• Beitrag:

# Suche Ü-Aufgaben für das Prinzip der Vererbung (mündl. Abi)



## Max_Neuling (14. Jun 2007)

Hey Leute!


Bin per Google auf euer Forum gestoßen! Ich habe folgendes Anliegen!

Nächste Woche Freitag beginnen die mündlichen Abiturs-Prüfungen und ich suche noch dringend Aufgaben in denen das Prinzip der Vererbung angewendet werden muss. Unser Informatik-Lehrer hat keine mehr...

Es wäre also nett, wenn jemand ne Aufgabe zufällig hat.... 



Vielen, vielen Dank im Voraus!


Grüße
Max

Edit: Es muss keine komplizierte sein, es darf auch ne ganz einfache sein! Es ist schließlich nur Grundkurs! 

Letzte Aufgabe war:

Superklasse = Konto
Subklassen = Sparkonto, Girokonto, Festgeldkonto

Es sollen die Methoden Einzahlen(), Auszahlen() und Zinsen() enthalten sein...


Also nicht das wildeste, brauch die Aufgaben für mich als Sicherheit, genügend getan zu haben


----------



## Marco13 (14. Jun 2007)

Sooo viel Phantasie braucht man da doch nicht. Schau doch einfach mal in die Java API zu "Component" oder "java.awt.AWTEvent". Vererbung bis zum Abwinken. Ansonsten...:

Erstelle eine geeignete Klassenstruktur für Kühe, Milch, Schafe, Wolle, Hühner und Eier.


----------



## kulturfenster (16. Jun 2007)

kennst du das hier schon?
http://www.gailer-net.de/tutorials/java/java-toc.html

Vielleicht findest auch hier was: (ist übrigens eine super Seite, auch abgesehen vom Java-Zeugs...)
http://mindprod.com/jgloss/jgloss.html


----------

• Datenzeilen:

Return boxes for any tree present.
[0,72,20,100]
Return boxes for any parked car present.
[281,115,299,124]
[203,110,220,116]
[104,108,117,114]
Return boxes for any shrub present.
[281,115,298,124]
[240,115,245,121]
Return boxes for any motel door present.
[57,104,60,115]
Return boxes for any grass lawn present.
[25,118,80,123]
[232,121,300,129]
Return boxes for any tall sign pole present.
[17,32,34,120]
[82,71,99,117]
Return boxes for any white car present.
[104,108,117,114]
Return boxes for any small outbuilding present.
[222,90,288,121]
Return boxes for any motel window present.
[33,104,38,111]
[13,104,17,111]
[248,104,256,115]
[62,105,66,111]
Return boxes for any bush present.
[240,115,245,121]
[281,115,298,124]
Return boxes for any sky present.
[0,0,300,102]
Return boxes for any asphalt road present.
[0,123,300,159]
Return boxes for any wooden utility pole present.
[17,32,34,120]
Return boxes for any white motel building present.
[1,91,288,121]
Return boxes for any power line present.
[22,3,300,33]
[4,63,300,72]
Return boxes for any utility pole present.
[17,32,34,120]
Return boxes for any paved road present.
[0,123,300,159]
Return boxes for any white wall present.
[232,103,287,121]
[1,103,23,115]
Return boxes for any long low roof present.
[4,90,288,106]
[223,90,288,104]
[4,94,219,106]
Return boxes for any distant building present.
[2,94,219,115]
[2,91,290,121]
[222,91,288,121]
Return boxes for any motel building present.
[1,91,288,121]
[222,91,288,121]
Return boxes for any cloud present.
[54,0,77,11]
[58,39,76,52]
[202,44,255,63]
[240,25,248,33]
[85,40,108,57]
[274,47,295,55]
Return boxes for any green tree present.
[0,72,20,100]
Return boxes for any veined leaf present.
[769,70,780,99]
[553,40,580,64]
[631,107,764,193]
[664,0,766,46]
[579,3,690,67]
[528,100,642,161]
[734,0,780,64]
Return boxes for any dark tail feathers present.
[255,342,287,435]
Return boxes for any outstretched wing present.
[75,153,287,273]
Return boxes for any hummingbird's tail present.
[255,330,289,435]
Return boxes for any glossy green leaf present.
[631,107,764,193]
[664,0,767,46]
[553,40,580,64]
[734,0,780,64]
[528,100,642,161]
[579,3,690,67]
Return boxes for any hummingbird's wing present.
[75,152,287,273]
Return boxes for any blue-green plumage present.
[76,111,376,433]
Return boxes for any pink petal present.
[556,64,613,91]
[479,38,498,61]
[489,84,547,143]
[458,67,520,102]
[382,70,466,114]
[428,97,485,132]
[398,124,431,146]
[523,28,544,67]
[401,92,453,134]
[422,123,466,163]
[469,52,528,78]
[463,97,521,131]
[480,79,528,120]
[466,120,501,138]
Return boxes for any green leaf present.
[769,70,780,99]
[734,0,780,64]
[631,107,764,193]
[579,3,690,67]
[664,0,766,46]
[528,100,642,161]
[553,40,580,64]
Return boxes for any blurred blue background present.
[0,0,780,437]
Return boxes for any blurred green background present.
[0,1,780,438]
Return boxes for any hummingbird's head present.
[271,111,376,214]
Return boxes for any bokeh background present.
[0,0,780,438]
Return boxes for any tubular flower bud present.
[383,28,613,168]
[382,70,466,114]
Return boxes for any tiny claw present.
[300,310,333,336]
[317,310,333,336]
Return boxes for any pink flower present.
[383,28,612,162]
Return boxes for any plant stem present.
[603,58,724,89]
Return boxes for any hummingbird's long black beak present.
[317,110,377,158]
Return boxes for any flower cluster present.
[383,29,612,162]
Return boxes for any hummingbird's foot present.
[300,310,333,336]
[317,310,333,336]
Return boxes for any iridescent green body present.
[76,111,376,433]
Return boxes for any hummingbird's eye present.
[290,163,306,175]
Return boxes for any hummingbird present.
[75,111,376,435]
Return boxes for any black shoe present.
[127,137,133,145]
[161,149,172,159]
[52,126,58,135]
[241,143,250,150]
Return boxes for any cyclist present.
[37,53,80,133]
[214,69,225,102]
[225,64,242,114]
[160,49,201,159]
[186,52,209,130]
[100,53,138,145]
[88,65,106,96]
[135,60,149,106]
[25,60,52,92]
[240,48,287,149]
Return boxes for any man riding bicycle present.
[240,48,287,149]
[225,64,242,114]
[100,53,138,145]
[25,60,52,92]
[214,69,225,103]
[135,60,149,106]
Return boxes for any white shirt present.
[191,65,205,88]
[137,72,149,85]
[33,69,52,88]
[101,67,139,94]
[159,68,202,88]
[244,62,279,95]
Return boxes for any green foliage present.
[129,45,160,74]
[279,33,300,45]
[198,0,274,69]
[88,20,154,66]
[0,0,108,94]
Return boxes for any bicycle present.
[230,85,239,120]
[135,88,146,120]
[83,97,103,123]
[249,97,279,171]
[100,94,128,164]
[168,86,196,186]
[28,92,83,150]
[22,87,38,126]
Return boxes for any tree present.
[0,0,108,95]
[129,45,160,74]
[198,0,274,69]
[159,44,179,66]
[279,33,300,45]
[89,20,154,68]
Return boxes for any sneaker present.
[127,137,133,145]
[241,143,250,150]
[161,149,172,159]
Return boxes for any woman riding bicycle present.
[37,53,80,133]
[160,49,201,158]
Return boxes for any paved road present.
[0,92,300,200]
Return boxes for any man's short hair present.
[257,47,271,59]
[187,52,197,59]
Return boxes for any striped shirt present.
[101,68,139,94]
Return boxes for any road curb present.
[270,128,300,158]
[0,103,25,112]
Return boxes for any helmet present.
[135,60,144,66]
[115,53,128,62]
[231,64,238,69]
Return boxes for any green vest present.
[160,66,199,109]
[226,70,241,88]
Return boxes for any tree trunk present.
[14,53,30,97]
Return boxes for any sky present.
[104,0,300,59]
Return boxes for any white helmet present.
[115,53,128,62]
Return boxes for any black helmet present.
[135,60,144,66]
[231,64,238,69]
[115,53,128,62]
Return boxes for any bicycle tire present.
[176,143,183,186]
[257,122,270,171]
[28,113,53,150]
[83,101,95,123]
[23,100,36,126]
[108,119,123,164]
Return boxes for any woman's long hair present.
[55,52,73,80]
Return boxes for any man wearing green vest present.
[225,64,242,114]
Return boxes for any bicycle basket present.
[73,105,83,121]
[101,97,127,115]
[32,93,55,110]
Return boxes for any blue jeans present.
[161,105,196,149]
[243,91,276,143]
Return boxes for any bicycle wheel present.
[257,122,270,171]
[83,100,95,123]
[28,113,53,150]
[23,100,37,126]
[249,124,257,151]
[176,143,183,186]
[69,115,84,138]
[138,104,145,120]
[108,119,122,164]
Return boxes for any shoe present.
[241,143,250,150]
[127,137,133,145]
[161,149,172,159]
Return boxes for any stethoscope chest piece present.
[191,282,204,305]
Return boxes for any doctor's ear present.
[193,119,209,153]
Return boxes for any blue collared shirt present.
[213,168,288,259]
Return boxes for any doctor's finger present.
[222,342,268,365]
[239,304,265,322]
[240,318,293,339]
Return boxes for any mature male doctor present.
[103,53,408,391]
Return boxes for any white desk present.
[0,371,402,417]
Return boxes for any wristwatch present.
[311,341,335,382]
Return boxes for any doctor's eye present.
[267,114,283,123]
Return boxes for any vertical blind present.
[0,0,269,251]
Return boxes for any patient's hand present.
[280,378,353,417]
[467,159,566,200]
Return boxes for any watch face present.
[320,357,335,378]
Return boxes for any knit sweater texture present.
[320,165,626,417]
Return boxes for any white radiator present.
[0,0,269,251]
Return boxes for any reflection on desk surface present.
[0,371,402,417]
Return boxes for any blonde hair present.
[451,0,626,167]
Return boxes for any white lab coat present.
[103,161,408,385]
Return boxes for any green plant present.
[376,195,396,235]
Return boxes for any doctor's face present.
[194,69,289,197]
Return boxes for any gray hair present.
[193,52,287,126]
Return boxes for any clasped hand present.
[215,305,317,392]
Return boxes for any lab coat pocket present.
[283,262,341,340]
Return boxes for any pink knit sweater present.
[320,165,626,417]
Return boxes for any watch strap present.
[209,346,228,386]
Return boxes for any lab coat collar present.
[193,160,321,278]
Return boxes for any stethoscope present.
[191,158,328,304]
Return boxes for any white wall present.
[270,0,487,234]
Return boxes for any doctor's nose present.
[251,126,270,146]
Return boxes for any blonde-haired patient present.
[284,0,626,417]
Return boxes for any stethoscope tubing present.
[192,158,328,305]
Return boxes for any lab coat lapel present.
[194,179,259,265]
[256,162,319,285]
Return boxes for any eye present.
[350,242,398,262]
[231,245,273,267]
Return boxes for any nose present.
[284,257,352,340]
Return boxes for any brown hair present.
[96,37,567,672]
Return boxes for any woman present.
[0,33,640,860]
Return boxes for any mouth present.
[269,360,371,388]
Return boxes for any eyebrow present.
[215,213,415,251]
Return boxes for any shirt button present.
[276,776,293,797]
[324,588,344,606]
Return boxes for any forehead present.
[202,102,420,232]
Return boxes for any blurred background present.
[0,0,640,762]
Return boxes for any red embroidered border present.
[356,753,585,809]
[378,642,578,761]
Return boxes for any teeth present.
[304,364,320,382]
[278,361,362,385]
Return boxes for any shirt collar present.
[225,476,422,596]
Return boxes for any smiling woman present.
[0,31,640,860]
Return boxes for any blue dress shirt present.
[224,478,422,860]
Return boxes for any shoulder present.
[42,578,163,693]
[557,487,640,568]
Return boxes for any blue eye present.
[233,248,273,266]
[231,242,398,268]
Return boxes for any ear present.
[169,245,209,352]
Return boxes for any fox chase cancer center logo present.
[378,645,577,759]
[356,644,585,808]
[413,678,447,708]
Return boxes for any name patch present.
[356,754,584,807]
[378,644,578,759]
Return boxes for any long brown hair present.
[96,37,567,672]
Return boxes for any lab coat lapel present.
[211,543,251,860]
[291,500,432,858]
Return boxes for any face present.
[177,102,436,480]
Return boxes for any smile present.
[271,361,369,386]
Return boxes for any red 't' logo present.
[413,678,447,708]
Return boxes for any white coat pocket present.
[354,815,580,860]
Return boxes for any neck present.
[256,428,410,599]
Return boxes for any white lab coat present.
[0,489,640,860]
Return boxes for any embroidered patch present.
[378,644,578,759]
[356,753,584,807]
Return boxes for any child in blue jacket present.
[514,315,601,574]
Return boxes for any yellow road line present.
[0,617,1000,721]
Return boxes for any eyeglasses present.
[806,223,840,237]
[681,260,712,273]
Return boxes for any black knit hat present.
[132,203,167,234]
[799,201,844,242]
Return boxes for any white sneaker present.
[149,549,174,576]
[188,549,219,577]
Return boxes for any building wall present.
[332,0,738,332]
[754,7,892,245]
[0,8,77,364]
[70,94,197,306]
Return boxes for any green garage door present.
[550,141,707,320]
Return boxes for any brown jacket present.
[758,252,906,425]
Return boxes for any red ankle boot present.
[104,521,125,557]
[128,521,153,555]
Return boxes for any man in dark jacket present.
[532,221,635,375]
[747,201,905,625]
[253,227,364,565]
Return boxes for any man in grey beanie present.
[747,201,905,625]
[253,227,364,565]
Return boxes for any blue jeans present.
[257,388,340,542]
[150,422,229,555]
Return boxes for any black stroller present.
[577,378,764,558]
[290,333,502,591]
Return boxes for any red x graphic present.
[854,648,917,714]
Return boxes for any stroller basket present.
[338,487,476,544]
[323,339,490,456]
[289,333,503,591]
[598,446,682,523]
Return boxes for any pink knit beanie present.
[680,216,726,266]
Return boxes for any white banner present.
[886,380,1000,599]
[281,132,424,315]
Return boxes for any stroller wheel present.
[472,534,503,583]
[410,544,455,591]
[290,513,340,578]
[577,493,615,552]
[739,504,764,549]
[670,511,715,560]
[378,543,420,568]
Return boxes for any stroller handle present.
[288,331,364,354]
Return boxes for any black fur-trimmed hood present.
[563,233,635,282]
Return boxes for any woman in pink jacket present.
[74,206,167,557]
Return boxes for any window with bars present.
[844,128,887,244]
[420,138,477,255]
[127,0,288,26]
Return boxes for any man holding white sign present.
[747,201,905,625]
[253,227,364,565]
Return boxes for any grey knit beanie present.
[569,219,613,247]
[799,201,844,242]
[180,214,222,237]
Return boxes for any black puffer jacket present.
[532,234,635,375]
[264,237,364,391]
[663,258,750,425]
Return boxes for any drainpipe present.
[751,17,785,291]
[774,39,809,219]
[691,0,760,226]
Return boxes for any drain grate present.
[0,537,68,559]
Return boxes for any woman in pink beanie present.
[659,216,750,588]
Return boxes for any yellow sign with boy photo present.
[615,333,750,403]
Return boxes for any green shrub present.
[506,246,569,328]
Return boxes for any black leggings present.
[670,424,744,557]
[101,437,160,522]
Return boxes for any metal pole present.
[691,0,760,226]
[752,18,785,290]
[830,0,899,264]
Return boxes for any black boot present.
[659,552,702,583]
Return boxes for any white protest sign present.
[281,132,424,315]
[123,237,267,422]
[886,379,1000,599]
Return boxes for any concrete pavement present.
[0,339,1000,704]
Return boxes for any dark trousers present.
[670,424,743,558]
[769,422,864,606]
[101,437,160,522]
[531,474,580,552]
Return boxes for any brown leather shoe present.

• Aufgaben:
1. Warum darf die gesuchte Übungsaufgabe laut dem Beitrag über Aufgaben zur Vererbung auch ganz einfach sein? Antworte in einem bis drei Sätzen.
2. Gib aus dem Beitrag den Text wörtlich wieder, beginnend mit „Erstelle eine geeignete“ und weiter bis einschließlich „das hier schon?“.

• Lösungen:
1. Eine einfache Aufgabe genügt, weil es sich nur um einen Grundkurs handelt.

2.
Erstelle eine geeignete Klassenstruktur für Kühe, Milch, Schafe, Wolle, Hühner und Eier.


----------



## kulturfenster (16. Jun 2007)

kennst du das hier schon?